Goal of the exercise
Copy the lines below word for word, starting with the line that contains "Return the outline of every instance of the **tree" and continuing through the end of the data.

##### Supplied material #####

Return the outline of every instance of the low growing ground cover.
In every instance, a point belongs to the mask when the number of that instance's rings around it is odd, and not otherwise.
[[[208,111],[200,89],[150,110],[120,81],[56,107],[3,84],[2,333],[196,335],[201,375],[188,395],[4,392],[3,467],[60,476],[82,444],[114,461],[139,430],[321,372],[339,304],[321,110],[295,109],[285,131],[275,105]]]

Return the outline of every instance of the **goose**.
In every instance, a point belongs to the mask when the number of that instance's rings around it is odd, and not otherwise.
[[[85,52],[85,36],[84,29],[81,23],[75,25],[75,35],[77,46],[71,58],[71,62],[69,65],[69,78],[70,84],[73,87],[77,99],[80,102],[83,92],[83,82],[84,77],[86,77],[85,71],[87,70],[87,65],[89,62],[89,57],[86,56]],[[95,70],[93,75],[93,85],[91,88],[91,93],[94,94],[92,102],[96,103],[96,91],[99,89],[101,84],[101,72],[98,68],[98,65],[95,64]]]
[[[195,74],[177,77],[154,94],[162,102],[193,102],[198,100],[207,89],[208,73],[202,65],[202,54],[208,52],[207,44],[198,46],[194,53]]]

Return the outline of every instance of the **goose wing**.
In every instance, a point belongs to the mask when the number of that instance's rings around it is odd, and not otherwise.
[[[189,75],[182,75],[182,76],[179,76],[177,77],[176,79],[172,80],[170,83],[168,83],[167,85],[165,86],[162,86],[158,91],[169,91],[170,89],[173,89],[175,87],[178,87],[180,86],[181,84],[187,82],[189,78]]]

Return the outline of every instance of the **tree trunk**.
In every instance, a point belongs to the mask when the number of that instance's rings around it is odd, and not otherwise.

#####

Expected answer
Return the outline of every instance of the **tree trunk**.
In every instance, a point belongs to the mask when the number of that instance's rings around it is odd, and not otherwise.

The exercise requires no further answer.